Aside from this, the body does not go through the struggle of a high-intensity, interval workouts. If done for a longer amount of time, it stresses the muscles out. If this happens, the body needs to repair the tissues. Instead of burning calories, the energy will instead be used to repair the tissues.
Heavy lifting can help with hormonal imbalance.
In weight-loss, hormones are king they say. You need to fix your hormones in order to see the effects of all your hard work at the gym and in the kitchen.
You may wonder why no matter how hard you try, you are still not seeing the results and if you have lost weight, you have reached a plateau and the scales have not moved since.
This weight-loss resistance is caused by hormones. There are many reasons for this obstacle and it could be a nutritional imbalance, your unhealthy gut, toxins and genes and of course, hormonal imbalance.
Excessive insulin is the major cause of weight gain.
As mentioned earlier in this article, light weights and high repetitions will tap on hormones that will promote weight gain.

_WHAT YOU SHOULD DO_
Reproduce the stretch of the passage on heavy lifting and hormones between "You may wonder" and "course, hormonal imbalance.", inclusive, without changing a word.

_ENTRIES SHOWN_
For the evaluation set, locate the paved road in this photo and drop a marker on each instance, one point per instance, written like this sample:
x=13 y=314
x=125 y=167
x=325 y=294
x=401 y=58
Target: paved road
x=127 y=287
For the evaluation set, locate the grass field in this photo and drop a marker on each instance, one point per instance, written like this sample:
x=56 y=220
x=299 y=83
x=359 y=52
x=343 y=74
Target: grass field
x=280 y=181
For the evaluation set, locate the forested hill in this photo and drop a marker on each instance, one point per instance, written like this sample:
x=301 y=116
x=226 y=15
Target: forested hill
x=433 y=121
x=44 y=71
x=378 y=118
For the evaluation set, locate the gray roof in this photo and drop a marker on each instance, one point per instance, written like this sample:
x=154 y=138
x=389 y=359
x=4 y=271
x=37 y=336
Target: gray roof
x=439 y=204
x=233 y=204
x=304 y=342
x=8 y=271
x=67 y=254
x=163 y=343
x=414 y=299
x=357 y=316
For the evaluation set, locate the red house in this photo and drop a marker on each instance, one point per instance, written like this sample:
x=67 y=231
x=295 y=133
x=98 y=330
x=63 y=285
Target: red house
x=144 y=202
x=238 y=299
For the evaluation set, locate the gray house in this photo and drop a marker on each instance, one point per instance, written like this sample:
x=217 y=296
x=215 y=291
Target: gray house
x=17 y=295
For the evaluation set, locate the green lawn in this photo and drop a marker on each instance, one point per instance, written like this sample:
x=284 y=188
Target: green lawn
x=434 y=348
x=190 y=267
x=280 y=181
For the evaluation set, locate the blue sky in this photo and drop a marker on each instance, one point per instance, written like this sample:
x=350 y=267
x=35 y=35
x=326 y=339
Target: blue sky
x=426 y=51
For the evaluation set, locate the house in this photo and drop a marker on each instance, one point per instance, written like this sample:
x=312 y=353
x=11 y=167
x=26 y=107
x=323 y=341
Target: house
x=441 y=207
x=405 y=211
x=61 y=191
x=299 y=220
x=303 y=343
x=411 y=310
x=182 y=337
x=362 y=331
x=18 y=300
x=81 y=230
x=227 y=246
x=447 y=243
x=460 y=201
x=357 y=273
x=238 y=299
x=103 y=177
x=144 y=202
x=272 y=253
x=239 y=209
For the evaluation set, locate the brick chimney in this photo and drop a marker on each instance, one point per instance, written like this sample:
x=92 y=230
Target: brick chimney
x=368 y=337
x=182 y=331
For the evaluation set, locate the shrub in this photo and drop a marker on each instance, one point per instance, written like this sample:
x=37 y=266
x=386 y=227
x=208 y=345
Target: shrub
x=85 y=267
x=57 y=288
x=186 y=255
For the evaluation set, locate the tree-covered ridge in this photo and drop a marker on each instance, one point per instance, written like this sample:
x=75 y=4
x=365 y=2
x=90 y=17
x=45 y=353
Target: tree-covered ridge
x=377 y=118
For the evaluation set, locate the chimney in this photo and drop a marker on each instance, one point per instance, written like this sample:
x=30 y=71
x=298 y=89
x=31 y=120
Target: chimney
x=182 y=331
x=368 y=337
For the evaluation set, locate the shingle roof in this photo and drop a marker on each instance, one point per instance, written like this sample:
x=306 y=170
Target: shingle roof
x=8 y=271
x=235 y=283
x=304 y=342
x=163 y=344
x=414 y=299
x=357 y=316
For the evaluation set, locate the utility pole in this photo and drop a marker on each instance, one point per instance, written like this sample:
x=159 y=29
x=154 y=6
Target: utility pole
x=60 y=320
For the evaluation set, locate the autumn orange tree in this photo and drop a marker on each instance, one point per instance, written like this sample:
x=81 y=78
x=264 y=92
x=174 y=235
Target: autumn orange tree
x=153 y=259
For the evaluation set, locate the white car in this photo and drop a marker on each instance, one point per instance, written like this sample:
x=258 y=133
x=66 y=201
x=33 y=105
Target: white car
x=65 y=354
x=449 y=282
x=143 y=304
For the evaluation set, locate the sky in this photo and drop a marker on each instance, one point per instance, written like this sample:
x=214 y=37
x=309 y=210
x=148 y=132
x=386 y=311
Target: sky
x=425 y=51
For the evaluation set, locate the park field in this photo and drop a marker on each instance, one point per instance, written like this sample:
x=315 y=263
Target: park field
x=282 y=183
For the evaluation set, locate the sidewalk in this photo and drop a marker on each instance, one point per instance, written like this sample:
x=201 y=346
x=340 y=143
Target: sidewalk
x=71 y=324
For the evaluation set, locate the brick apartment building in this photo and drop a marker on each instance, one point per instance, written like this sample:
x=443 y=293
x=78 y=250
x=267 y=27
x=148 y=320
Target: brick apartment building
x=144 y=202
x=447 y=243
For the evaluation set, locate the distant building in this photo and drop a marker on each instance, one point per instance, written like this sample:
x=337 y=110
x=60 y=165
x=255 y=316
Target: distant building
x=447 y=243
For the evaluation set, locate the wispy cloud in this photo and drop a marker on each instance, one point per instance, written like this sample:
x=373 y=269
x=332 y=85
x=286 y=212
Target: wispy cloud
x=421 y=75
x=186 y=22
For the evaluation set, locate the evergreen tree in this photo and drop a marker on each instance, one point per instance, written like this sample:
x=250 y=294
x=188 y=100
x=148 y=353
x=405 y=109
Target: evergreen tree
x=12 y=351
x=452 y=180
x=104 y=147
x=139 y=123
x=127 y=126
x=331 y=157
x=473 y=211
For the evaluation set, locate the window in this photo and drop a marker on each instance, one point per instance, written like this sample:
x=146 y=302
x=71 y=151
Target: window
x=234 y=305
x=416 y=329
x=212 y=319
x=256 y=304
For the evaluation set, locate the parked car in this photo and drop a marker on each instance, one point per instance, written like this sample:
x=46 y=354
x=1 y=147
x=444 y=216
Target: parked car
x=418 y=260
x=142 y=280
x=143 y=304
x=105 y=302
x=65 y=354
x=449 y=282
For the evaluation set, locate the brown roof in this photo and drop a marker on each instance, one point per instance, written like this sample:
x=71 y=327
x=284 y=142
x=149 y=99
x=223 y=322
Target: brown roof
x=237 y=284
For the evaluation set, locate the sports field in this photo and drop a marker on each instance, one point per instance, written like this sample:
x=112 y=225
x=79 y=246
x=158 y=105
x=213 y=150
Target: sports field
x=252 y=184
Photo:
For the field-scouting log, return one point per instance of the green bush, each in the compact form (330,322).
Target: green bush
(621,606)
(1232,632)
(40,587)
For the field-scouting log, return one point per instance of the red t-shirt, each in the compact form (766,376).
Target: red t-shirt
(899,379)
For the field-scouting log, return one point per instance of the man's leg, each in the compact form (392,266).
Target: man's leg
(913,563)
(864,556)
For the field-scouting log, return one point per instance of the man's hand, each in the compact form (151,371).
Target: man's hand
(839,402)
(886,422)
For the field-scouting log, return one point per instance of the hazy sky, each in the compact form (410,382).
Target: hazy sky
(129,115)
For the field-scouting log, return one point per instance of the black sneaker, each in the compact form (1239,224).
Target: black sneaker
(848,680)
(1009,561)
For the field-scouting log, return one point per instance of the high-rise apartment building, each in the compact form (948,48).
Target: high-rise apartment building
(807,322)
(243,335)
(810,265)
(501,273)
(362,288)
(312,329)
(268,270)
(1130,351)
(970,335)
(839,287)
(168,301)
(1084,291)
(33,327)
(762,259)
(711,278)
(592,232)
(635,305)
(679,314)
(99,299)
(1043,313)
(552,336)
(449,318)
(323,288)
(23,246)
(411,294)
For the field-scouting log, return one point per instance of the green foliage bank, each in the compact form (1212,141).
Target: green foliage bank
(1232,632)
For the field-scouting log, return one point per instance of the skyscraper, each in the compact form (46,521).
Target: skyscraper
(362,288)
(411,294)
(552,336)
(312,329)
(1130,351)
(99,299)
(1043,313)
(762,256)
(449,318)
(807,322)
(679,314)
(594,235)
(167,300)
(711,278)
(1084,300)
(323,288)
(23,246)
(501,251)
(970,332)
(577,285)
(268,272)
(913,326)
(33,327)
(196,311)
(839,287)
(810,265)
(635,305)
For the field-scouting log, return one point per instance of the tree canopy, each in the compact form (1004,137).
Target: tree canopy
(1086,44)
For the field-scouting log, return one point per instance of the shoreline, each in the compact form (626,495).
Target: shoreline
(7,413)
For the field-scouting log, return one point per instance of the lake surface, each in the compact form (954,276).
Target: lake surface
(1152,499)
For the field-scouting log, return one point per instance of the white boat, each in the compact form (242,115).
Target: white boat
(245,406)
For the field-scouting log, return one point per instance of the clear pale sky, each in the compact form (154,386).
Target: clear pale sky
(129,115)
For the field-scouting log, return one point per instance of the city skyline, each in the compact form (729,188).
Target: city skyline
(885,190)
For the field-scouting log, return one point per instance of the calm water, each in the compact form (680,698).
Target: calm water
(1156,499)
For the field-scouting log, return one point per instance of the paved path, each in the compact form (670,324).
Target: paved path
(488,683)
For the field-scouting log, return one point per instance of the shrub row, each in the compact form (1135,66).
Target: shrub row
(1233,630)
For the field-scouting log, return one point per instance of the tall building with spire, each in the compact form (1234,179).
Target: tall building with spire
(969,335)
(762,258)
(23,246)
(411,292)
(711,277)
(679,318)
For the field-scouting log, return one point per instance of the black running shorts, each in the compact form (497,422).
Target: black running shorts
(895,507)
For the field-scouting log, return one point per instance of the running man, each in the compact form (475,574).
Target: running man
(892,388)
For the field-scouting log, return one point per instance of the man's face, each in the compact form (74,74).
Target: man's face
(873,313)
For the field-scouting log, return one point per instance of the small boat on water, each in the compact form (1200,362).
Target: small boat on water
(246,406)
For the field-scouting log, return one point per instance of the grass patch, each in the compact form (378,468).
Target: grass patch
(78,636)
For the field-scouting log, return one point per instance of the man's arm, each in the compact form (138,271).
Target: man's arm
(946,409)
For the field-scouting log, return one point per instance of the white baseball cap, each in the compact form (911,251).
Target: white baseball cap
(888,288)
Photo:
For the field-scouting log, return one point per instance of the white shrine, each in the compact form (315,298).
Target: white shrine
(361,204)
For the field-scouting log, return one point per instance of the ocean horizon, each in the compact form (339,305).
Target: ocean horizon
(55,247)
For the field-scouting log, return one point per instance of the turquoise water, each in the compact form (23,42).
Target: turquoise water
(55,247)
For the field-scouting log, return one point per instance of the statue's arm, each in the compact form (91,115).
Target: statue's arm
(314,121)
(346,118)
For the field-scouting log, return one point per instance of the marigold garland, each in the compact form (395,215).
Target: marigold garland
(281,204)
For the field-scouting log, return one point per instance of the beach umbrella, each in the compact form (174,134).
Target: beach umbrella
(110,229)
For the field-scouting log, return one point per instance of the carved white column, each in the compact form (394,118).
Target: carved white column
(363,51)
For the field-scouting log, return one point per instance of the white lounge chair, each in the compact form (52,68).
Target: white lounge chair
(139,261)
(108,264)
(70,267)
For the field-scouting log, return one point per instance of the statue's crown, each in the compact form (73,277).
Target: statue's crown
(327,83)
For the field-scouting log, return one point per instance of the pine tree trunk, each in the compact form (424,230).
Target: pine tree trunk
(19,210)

_SOLUTION TO THIS PROBLEM_
You may wonder why no matter how hard you try, you are still not seeing the results and if you have lost weight, you have reached a plateau and the scales have not moved since.
This weight-loss resistance is caused by hormones. There are many reasons for this obstacle and it could be a nutritional imbalance, your unhealthy gut, toxins and genes and of course, hormonal imbalance.